__Your objective__:
Rewrite everything from the line containing "Drop a pin on every instance of the gloved" down to the end of the records, requests included, and add 120 to every coordinate in the answers. Give only those lines.
[BEGIN]
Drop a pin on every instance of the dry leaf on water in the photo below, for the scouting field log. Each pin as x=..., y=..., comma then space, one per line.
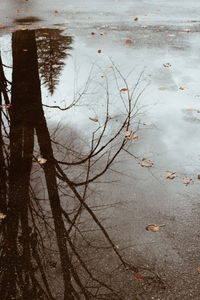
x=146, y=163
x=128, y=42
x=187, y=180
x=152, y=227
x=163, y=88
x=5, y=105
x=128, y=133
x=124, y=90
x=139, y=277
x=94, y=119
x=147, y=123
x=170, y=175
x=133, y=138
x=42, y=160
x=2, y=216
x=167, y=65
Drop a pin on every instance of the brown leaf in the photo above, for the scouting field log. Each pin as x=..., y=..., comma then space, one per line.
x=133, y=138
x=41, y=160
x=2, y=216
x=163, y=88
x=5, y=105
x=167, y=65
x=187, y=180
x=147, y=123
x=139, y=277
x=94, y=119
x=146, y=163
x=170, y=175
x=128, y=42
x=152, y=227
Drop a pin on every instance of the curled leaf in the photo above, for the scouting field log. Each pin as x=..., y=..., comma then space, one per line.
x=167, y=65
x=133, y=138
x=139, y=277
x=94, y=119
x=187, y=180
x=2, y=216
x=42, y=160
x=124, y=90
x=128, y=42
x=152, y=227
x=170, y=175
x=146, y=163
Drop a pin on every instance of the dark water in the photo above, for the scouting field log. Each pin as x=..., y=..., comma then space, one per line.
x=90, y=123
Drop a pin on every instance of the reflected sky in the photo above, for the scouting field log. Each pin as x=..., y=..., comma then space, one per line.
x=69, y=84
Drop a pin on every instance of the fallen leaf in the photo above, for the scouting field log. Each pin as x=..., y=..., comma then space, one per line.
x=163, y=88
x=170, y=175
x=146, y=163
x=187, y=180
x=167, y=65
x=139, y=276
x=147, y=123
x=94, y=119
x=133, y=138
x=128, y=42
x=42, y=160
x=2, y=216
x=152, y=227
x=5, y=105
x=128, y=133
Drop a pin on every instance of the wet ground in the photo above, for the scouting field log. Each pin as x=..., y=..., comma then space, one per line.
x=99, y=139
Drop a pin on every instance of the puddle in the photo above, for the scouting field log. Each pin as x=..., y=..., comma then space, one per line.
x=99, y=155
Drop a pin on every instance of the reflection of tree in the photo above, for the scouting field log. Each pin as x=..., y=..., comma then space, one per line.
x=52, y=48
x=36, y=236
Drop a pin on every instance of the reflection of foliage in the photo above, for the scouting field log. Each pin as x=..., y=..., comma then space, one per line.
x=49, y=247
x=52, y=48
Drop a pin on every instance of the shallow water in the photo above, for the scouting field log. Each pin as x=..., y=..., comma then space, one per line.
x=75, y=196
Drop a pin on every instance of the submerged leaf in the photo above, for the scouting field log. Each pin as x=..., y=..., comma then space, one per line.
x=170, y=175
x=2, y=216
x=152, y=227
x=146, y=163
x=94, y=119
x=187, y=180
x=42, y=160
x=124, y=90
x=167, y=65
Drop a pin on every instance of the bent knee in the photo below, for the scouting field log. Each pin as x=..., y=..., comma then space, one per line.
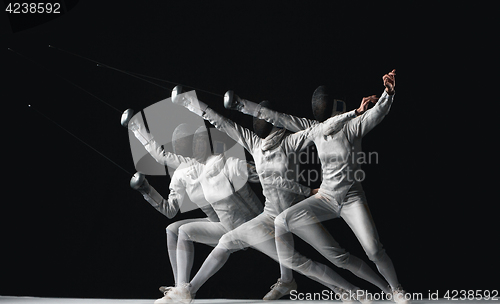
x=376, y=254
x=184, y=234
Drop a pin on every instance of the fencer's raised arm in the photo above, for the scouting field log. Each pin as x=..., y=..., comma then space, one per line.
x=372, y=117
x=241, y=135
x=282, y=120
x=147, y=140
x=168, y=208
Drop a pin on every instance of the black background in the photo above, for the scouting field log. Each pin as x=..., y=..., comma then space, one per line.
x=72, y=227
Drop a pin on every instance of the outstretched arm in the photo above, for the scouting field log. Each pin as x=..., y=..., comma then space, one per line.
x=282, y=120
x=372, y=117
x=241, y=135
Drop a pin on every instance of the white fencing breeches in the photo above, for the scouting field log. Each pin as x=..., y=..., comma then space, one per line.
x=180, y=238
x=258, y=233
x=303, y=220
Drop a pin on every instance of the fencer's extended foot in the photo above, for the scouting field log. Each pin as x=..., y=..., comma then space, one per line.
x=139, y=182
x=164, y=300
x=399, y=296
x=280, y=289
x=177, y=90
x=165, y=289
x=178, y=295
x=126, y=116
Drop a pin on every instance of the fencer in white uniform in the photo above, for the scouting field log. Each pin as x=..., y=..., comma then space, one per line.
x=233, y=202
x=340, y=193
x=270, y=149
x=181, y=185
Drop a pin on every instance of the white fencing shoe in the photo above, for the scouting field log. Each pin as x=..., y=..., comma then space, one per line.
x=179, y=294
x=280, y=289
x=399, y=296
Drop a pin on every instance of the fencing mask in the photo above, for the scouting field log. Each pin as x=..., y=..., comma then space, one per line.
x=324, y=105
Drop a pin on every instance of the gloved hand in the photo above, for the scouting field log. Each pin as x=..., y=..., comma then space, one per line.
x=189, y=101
[END]
__Exercise answer__:
Drop a pin on every instance of the gloved hand in the photo above, for the scouting field log. Each pin as x=..., y=..., comma then space, one per line.
x=309, y=221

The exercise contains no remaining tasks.